◆ Aim of the task
Check the records below line by line for the string "position". Give the number of lines that contain it and nothing else.

◆ Material supplied
-- Opening Marker --
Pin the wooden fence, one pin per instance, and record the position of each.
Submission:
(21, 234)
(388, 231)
-- Closing Marker --
-- Opening Marker --
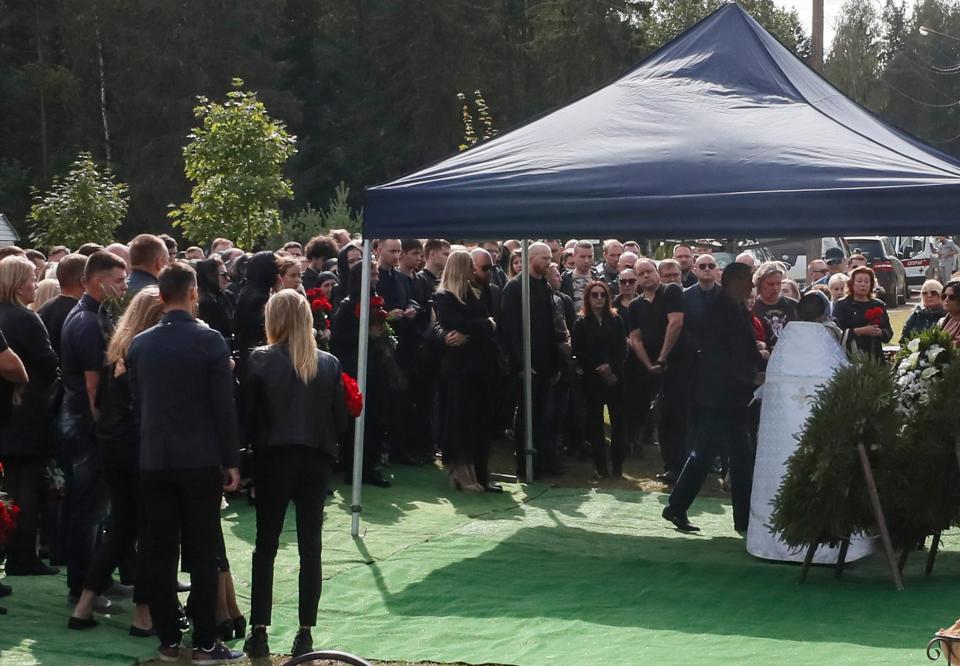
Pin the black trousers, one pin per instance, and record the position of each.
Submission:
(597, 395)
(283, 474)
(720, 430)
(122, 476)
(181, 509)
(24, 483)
-- Closing Marker --
-- Opening Marker --
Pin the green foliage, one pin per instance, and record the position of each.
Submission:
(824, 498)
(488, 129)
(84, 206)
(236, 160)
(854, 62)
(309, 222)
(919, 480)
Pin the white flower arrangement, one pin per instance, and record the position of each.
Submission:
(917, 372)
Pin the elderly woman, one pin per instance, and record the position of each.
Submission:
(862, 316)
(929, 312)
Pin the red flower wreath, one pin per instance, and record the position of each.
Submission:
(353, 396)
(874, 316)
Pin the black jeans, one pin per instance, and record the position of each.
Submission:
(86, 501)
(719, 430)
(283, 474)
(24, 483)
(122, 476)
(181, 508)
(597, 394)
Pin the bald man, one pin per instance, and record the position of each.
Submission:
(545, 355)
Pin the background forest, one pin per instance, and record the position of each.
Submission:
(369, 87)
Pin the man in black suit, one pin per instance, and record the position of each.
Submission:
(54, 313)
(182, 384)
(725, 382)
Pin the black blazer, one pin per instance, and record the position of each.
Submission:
-- Closing Marker --
◆ Worked solution
11